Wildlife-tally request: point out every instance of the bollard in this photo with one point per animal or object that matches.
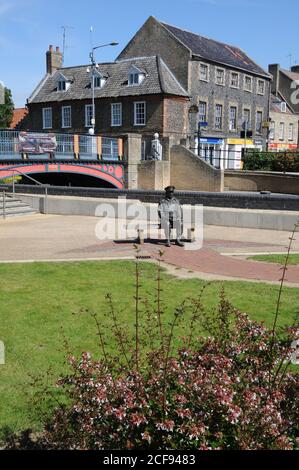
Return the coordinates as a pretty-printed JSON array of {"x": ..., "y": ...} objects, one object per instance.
[
  {"x": 140, "y": 236},
  {"x": 4, "y": 208},
  {"x": 191, "y": 234}
]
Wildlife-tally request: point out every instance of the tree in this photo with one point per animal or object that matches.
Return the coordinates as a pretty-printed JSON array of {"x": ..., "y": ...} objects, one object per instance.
[{"x": 6, "y": 109}]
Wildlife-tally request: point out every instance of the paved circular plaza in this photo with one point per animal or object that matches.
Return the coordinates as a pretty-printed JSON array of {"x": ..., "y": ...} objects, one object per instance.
[{"x": 223, "y": 255}]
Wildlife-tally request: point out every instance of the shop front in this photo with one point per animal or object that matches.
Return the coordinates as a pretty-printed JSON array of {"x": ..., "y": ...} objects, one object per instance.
[
  {"x": 211, "y": 150},
  {"x": 233, "y": 152},
  {"x": 282, "y": 147}
]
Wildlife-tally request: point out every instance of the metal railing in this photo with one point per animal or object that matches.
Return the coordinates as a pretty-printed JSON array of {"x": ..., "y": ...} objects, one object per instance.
[
  {"x": 69, "y": 146},
  {"x": 9, "y": 141},
  {"x": 14, "y": 170},
  {"x": 4, "y": 189}
]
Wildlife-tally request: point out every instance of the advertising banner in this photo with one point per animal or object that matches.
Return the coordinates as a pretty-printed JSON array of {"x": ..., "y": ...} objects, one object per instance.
[{"x": 36, "y": 143}]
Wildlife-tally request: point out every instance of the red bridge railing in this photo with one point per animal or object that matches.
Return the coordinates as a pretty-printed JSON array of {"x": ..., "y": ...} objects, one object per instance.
[{"x": 15, "y": 145}]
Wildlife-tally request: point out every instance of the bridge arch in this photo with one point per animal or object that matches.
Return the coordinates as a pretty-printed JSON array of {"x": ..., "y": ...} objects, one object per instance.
[{"x": 112, "y": 174}]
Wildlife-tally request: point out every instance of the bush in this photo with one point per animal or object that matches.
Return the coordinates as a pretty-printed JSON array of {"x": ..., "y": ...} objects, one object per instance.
[
  {"x": 271, "y": 161},
  {"x": 228, "y": 389}
]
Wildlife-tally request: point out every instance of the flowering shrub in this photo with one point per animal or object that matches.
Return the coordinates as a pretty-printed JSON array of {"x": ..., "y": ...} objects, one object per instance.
[
  {"x": 230, "y": 391},
  {"x": 271, "y": 161}
]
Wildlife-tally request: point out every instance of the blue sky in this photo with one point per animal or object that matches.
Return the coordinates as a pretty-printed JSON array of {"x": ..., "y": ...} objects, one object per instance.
[{"x": 266, "y": 29}]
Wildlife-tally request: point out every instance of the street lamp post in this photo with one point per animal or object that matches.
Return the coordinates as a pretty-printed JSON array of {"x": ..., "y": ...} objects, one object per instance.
[{"x": 93, "y": 64}]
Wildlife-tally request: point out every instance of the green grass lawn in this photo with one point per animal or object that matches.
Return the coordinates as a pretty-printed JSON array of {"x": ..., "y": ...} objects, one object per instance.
[
  {"x": 40, "y": 305},
  {"x": 280, "y": 259}
]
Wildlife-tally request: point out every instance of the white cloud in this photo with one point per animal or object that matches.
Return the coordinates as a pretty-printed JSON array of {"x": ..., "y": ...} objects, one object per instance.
[
  {"x": 227, "y": 3},
  {"x": 5, "y": 6}
]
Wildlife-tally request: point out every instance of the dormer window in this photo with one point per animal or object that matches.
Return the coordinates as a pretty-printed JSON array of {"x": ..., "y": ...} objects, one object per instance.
[
  {"x": 136, "y": 76},
  {"x": 99, "y": 81},
  {"x": 62, "y": 83}
]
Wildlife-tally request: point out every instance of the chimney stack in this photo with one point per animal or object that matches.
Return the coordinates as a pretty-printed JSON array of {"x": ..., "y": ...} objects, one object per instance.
[
  {"x": 274, "y": 70},
  {"x": 53, "y": 59}
]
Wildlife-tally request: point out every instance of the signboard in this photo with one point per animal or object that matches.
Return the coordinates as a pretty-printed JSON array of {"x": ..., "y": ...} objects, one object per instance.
[
  {"x": 36, "y": 143},
  {"x": 239, "y": 141},
  {"x": 211, "y": 140},
  {"x": 283, "y": 146}
]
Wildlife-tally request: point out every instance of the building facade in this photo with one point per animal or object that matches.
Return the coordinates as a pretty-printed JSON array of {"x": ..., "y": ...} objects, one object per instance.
[
  {"x": 285, "y": 84},
  {"x": 284, "y": 126},
  {"x": 228, "y": 90},
  {"x": 139, "y": 96}
]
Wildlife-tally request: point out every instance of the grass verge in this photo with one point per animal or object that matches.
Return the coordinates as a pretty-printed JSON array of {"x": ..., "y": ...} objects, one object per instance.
[{"x": 40, "y": 304}]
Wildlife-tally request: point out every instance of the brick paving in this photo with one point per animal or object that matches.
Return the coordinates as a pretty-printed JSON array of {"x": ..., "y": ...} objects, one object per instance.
[
  {"x": 74, "y": 238},
  {"x": 210, "y": 261}
]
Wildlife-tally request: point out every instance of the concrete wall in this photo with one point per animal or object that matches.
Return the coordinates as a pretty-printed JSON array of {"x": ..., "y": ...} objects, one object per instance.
[
  {"x": 220, "y": 216},
  {"x": 261, "y": 181},
  {"x": 190, "y": 173},
  {"x": 153, "y": 175}
]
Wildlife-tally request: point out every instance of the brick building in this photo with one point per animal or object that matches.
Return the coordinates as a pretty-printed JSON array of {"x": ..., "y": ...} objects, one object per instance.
[
  {"x": 226, "y": 86},
  {"x": 285, "y": 84},
  {"x": 284, "y": 126},
  {"x": 139, "y": 95}
]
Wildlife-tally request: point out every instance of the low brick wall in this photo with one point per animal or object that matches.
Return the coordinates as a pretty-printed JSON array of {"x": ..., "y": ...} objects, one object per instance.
[
  {"x": 261, "y": 181},
  {"x": 153, "y": 175},
  {"x": 242, "y": 200},
  {"x": 190, "y": 173}
]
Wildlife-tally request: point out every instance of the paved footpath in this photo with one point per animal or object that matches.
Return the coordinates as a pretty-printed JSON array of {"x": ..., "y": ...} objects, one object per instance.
[{"x": 223, "y": 256}]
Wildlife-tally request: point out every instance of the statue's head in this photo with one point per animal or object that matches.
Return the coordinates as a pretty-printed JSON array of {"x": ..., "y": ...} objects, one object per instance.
[{"x": 169, "y": 191}]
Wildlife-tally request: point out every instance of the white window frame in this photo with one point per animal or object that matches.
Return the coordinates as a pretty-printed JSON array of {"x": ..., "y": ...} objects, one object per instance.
[
  {"x": 222, "y": 70},
  {"x": 50, "y": 118},
  {"x": 132, "y": 79},
  {"x": 61, "y": 85},
  {"x": 143, "y": 149},
  {"x": 87, "y": 123},
  {"x": 234, "y": 128},
  {"x": 113, "y": 107},
  {"x": 244, "y": 84},
  {"x": 205, "y": 109},
  {"x": 63, "y": 124},
  {"x": 135, "y": 76},
  {"x": 136, "y": 103},
  {"x": 230, "y": 80},
  {"x": 291, "y": 131},
  {"x": 98, "y": 80},
  {"x": 281, "y": 130},
  {"x": 259, "y": 113},
  {"x": 258, "y": 86},
  {"x": 218, "y": 124},
  {"x": 249, "y": 119},
  {"x": 272, "y": 130},
  {"x": 208, "y": 71}
]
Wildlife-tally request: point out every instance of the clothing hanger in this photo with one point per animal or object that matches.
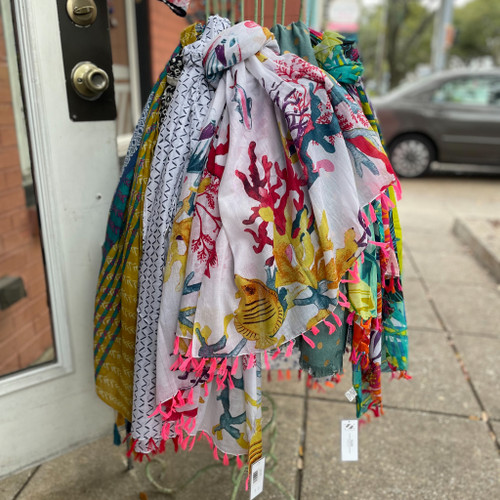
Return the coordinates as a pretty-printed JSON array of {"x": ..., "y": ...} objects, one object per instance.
[{"x": 225, "y": 8}]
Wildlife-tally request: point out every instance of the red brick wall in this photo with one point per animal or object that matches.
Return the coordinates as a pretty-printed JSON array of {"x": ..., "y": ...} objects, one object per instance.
[
  {"x": 25, "y": 330},
  {"x": 165, "y": 29},
  {"x": 165, "y": 26}
]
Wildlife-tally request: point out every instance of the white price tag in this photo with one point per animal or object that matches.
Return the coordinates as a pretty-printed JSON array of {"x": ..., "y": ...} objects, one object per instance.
[
  {"x": 349, "y": 440},
  {"x": 351, "y": 394},
  {"x": 257, "y": 478}
]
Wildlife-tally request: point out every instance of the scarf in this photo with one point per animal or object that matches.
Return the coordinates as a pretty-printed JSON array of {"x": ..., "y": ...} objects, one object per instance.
[
  {"x": 179, "y": 130},
  {"x": 114, "y": 318}
]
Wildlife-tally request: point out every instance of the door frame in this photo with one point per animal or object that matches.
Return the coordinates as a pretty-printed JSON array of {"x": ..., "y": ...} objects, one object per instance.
[
  {"x": 37, "y": 152},
  {"x": 48, "y": 410}
]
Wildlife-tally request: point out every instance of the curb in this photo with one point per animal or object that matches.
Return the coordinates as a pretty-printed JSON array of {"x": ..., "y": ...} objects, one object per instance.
[{"x": 482, "y": 236}]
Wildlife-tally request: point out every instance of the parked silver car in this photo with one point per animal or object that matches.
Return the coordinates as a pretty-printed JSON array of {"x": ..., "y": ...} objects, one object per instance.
[{"x": 450, "y": 117}]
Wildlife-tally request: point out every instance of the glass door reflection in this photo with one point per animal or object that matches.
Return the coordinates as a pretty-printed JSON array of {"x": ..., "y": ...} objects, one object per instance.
[{"x": 26, "y": 338}]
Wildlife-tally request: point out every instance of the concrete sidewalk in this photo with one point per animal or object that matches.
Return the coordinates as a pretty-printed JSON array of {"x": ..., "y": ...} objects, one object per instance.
[{"x": 438, "y": 438}]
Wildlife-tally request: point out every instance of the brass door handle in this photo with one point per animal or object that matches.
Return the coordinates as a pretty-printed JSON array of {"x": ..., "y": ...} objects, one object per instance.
[
  {"x": 89, "y": 81},
  {"x": 82, "y": 12}
]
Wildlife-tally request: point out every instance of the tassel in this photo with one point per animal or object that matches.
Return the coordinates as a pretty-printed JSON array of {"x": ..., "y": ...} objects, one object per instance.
[
  {"x": 331, "y": 327},
  {"x": 117, "y": 440},
  {"x": 192, "y": 443},
  {"x": 175, "y": 441},
  {"x": 308, "y": 341},
  {"x": 235, "y": 365},
  {"x": 211, "y": 371},
  {"x": 251, "y": 361},
  {"x": 176, "y": 363},
  {"x": 190, "y": 397},
  {"x": 184, "y": 443},
  {"x": 373, "y": 215},
  {"x": 343, "y": 300},
  {"x": 223, "y": 368},
  {"x": 365, "y": 218},
  {"x": 165, "y": 431},
  {"x": 266, "y": 361},
  {"x": 337, "y": 319}
]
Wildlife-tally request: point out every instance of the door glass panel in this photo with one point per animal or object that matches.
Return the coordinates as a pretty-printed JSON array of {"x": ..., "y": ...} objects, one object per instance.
[{"x": 26, "y": 338}]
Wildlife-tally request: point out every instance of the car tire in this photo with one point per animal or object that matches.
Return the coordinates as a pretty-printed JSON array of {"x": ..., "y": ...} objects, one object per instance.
[{"x": 411, "y": 155}]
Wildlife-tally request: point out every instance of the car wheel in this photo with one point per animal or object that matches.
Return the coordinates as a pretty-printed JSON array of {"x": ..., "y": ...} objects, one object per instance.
[{"x": 411, "y": 155}]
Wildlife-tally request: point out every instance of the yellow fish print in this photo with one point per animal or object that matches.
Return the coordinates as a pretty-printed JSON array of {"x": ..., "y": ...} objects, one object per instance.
[{"x": 259, "y": 314}]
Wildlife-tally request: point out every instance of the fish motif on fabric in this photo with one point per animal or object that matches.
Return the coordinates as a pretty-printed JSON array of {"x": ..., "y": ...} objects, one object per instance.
[
  {"x": 259, "y": 314},
  {"x": 243, "y": 104}
]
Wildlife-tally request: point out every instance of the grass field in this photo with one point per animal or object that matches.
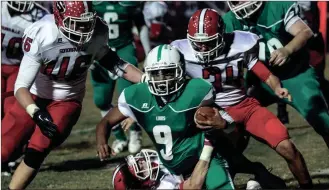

################

## Your instructions
Using the data above, extract exactly the lines from the one that holds "the concrete sidewalk" to the one that holds "Wildlife-tally request: point out every instance of the brass", both ends included, and no others.

## Answer box
Wildlife-tally request: point out every instance of the concrete sidewalk in this photo with one point per animal or object that matches.
Return the coordinates as a pretty-printed JSON array of {"x": ..., "y": ...} objects, one object per instance.
[{"x": 438, "y": 438}]
Wildlife-tally request: point out every instance of the brass door handle in this photo with one point per animal or object that matches.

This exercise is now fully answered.